*Exercise description*. Once the line with "Query: hair pulled back" is found in the data, output it and each following line exactly, up to and including the line with "photo below, one", and nothing before or after.

Point-per-instance localization data:
★ ★ ★
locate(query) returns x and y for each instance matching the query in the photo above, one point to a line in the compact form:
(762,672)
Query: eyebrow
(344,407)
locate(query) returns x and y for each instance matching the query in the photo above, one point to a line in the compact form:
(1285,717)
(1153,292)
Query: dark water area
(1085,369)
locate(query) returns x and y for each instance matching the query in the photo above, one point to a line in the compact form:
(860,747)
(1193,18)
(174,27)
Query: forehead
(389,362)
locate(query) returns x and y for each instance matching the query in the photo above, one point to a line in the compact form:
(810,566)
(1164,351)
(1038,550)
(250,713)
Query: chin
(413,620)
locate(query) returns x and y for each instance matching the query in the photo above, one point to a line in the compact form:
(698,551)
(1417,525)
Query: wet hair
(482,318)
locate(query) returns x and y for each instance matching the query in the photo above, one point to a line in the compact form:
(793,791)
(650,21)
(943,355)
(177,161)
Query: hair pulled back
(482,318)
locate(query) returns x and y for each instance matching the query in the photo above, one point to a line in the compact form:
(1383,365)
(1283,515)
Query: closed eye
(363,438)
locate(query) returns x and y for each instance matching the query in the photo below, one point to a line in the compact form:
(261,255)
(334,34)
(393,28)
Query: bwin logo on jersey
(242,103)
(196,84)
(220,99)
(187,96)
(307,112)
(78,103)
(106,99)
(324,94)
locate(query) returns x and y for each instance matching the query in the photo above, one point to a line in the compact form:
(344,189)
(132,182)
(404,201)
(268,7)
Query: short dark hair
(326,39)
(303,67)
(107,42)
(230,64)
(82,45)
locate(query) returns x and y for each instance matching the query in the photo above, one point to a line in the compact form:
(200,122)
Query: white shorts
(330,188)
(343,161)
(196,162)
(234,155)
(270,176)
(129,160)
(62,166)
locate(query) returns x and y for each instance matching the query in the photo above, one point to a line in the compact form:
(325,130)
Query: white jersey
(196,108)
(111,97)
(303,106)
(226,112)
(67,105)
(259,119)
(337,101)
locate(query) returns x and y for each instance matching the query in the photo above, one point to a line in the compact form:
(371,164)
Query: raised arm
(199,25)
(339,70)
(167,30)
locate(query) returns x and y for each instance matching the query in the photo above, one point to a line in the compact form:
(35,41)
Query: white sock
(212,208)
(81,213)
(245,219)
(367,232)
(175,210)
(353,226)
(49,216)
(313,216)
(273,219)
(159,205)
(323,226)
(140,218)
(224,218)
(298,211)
★ ★ ★
*Result*.
Query: hair pulled back
(482,318)
locate(query) returns x and y for each instance matching the query in the photo above, one point to a line in the compact form:
(1383,365)
(1283,515)
Query: closed eye
(363,438)
locate(query) returns x and y for each instance matching the query in the photo below, one point to a line in the compact form:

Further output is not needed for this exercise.